Die KAB-Sekretäre hielten neben ihrer häufigen Beteiligung an lokalen Oppositionszirkeln in den Städten soweit wie möglich das Verbandsleben aufrecht. Damit bewahrten sie ein von der NS-Ideologie nicht infiltriertes Personalreservoir, das sie in den 40er Jahren für den politischen Widerstand interessant machte. Einige gerieten wegen ihrer Verbandsarbeit in Konflikt mit der Gestapo, der z.B. für Gottfried Könzgen aus Duisburg tödlich endete, als er im August 1944 nach dem gescheiterten Attentat im Rahmen der "Aktion Gewitter" verhaftet wurde. Im Zug dieser Aktion verbrachte die Gestapo nach einer schwarzen Liste Angehörige früherer oppositioneller Parteien und weitere Personen, die mißliebig aufgefallen waren und als alternative Elite in Frage kamen, ins KZ. Könzgen kam in März 1945 in Mauthausen ums Leben.

VORGEGEBENES ZIEL A
Suche aus den Einträgen unten jede Zeile heraus, in der die Zeichenfolge "instance" vorkommt, und gib diese Zeilen wieder. Groß- und Kleinschreibung zählt.

EINTRÄGE
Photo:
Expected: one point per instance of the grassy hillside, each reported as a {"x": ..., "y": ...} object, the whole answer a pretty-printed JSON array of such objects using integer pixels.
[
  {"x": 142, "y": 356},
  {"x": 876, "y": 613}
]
--
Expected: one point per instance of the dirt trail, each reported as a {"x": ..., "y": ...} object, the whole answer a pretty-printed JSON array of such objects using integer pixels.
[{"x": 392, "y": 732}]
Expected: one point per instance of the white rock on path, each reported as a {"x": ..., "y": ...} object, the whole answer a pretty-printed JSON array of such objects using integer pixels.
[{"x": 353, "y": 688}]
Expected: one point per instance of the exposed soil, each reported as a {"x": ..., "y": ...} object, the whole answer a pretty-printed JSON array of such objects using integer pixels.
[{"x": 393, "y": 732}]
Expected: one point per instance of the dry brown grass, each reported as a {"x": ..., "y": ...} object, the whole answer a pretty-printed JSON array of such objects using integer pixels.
* * *
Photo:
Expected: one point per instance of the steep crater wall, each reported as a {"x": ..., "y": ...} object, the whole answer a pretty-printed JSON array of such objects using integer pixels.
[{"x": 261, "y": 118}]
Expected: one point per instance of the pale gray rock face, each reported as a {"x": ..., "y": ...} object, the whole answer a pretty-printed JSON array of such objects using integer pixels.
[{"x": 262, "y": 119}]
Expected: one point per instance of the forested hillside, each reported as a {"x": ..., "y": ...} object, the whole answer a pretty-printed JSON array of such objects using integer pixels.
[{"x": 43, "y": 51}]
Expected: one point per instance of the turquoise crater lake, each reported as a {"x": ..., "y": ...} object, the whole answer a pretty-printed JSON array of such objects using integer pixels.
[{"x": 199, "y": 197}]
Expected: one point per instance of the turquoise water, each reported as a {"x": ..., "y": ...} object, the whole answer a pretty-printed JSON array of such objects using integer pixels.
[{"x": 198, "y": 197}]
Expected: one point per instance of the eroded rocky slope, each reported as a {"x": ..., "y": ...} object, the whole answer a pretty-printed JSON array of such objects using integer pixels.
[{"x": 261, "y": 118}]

VORGEGEBENES ZIEL B
Wann und im Rahmen welcher Aktion wurde Gottfried Könzgen laut dem vorliegenden Text verhaftet?

RICHTIGE ANTWORT A
Expected: one point per instance of the grassy hillside, each reported as a {"x": ..., "y": ...} object, the whole answer a pretty-printed JSON array of such objects using integer pixels.
Expected: one point per instance of the dirt trail, each reported as a {"x": ..., "y": ...} object, the whole answer a pretty-printed JSON array of such objects using integer pixels.
Expected: one point per instance of the white rock on path, each reported as a {"x": ..., "y": ...} object, the whole answer a pretty-printed JSON array of such objects using integer pixels.
Expected: one point per instance of the exposed soil, each reported as a {"x": ..., "y": ...} object, the whole answer a pretty-printed JSON array of such objects using integer pixels.
Expected: one point per instance of the dry brown grass, each reported as a {"x": ..., "y": ...} object, the whole answer a pretty-printed JSON array of such objects using integer pixels.
Expected: one point per instance of the steep crater wall, each reported as a {"x": ..., "y": ...} object, the whole answer a pretty-printed JSON array of such objects using integer pixels.
Expected: one point per instance of the pale gray rock face, each reported as a {"x": ..., "y": ...} object, the whole answer a pretty-printed JSON array of such objects using integer pixels.
Expected: one point per instance of the forested hillside, each reported as a {"x": ..., "y": ...} object, the whole answer a pretty-printed JSON array of such objects using integer pixels.
Expected: one point per instance of the turquoise crater lake, each reported as a {"x": ..., "y": ...} object, the whole answer a pretty-printed JSON array of such objects using integer pixels.
Expected: one point per instance of the turquoise water, each reported as a {"x": ..., "y": ...} object, the whole answer a pretty-printed JSON array of such objects using integer pixels.
Expected: one point per instance of the eroded rocky slope, each reported as a {"x": ..., "y": ...} object, the whole answer a pretty-printed JSON array of such objects using integer pixels.

RICHTIGE ANTWORT B
Im August 1944, nach dem gescheiterten Attentat, im Rahmen der „Aktion Gewitter“.